--- Start of SOURCE EXCERPT ---

GolfRSA Junior Proteas Caitlyn Macnab felt both tapped out and buoyed after the Duke of York Young Champions Trophy wrapped up in Northern Ireland on Thursday, 12 September.
For a third successive day, the field battled gale force wind and howling rain brought on by the marriage of Hurricane Dorian and Tropical Storm Gabrielle at Royal Portrush.
“Caitlyn felt that she survived a baptism of fire and I was heartened to hear her say that despite all the trials and tribulations, she learned some very valuable lessons here this week which will serve her well in the future,” said Womens Golf South Africa President Sally Greasley.
“Caitlyn battled an ice-cold putter, which are not ideal when you are facing an extremely tight course with very firm greens and Open Championship pin positions. Throw in the howling wind and sweeping rain over the three days of the competition and you have to be impressed with her fighting spirit and determination to forge ahead despite the setbacks,” she added.

--- End of SOURCE EXCERPT ---

THE TASKS:
• 1. According to the junior golf report, what brought on the gale force wind and howling rain at Royal Portrush?
• 2. Rewrite the junior golf report between "GolfRSA Junior Proteas" and "Thursday, 12 September.", inclusive, changing "tapped out" to "exhausted".
• 3. Take the junior golf report further, beginning right after its last sentence.
The items play no part in what is asked here.

--- Start of RECORDS SUPPLIED ---

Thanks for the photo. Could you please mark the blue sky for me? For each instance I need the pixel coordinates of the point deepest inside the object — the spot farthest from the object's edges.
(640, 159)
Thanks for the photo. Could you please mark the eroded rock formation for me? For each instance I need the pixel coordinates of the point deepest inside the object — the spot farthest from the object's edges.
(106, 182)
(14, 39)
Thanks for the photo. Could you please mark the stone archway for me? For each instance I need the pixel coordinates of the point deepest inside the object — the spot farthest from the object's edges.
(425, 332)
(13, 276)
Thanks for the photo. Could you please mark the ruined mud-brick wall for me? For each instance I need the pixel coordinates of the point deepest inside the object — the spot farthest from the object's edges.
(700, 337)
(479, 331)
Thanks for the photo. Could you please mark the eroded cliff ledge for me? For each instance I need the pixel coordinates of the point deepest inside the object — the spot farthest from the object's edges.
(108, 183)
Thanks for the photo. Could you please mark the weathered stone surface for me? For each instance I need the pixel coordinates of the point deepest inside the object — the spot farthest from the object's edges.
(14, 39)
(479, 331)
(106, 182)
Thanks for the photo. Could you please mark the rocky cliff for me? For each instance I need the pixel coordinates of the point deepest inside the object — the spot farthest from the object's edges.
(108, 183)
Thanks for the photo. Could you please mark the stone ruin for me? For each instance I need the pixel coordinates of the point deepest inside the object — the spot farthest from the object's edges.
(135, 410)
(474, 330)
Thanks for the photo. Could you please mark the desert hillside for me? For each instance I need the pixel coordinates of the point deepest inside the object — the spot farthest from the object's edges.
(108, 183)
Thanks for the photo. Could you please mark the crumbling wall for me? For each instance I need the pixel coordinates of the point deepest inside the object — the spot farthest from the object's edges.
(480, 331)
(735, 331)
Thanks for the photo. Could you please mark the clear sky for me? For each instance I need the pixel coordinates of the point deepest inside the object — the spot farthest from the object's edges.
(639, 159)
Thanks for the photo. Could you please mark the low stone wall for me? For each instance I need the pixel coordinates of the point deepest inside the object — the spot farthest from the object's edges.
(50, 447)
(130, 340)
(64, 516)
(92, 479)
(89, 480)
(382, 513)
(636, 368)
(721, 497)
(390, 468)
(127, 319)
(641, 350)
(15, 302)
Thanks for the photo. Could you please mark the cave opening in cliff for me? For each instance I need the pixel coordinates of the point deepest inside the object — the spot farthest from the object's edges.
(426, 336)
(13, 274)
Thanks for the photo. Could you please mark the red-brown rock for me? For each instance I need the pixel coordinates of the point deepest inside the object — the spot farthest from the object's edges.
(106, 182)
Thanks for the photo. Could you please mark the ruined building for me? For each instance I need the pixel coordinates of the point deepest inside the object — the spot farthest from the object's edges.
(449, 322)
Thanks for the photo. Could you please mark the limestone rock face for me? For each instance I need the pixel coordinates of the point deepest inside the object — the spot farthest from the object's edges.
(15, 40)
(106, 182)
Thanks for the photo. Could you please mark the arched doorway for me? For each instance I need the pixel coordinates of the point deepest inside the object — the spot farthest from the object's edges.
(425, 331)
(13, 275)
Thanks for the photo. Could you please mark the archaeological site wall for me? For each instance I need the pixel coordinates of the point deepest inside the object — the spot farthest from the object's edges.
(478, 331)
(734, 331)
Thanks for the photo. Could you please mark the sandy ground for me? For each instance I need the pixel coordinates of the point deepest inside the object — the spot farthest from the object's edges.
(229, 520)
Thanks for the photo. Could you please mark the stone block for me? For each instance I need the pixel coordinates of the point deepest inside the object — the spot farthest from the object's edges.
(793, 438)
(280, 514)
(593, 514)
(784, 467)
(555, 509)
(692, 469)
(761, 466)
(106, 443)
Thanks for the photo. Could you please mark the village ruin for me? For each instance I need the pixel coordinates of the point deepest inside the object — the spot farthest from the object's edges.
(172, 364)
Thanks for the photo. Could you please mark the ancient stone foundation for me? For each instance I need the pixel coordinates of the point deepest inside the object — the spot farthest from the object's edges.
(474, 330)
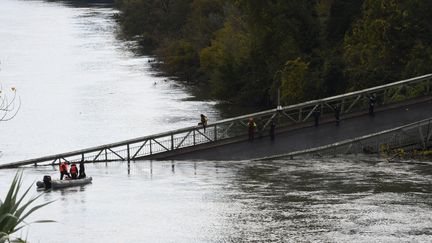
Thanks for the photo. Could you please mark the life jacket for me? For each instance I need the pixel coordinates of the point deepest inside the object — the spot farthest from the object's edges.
(63, 167)
(252, 124)
(74, 170)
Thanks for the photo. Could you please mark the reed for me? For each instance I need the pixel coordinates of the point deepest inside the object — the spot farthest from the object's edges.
(14, 210)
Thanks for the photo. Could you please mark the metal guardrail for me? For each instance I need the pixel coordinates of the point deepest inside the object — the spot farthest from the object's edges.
(413, 136)
(142, 147)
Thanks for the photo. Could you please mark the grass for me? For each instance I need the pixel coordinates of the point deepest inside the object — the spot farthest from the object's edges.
(14, 209)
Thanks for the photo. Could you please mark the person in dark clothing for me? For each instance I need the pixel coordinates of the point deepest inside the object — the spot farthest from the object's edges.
(63, 170)
(74, 171)
(251, 129)
(272, 130)
(81, 170)
(372, 101)
(204, 121)
(337, 110)
(316, 115)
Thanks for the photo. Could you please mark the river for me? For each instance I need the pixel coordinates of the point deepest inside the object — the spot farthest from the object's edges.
(81, 86)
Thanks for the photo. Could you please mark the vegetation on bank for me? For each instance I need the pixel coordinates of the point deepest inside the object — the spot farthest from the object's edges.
(246, 49)
(14, 210)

--- End of RECORDS SUPPLIED ---

EXERCISE ANSWERS:
• 1. The marriage of Hurricane Dorian and Tropical Storm Gabrielle.

• 2.
GolfRSA Junior Proteas Caitlyn Macnab felt both exhausted and buoyed after the Duke of York Young Champions Trophy wrapped up in Northern Ireland on Thursday, 12 September.

• 3.
“Caitlyn’s putter once again refused to warm up in the final round, and the four-club wind caught hold of a number of her tee shots and swept them into the thick, wet rough. She has certainly learned that she needs to work on is hitting lower shots to stay out of trouble in high winds.
Macnab, who lives on Serengeti Estate and often plays Ebotse links where her coach Grant Veenstra is based, wholeheartedly agreed.
“There isn’t a single links course at home that compares to Royal Portrush and I am really grateful that I got to experience this course,” said the reigning Nomads SA Girls champion.
“The extreme weather conditions kind of spoiled it, because we didn’t really have time to enjoy the course and to appreciate the incredible design.
“I had some great holes and some disastrous ones, but I am really glad I had this experience. I met some amazing golfers from all over the world and made many new friends and the organisation of the event was world class. Lots of lessons learned and things to go work on when I get home,” Macnab ended.
Greasley believes that Macnab will benefit in the long run from the experience.
“Macnab really found the week really tough. She got very few opportunities to compete on true links courses and certainly not in these extreme weather conditions and it was a really steep learning curve for her. She has come away from this experience with a much better understanding of what it takes to compete at courses such as Royal Portrush and this type of weather.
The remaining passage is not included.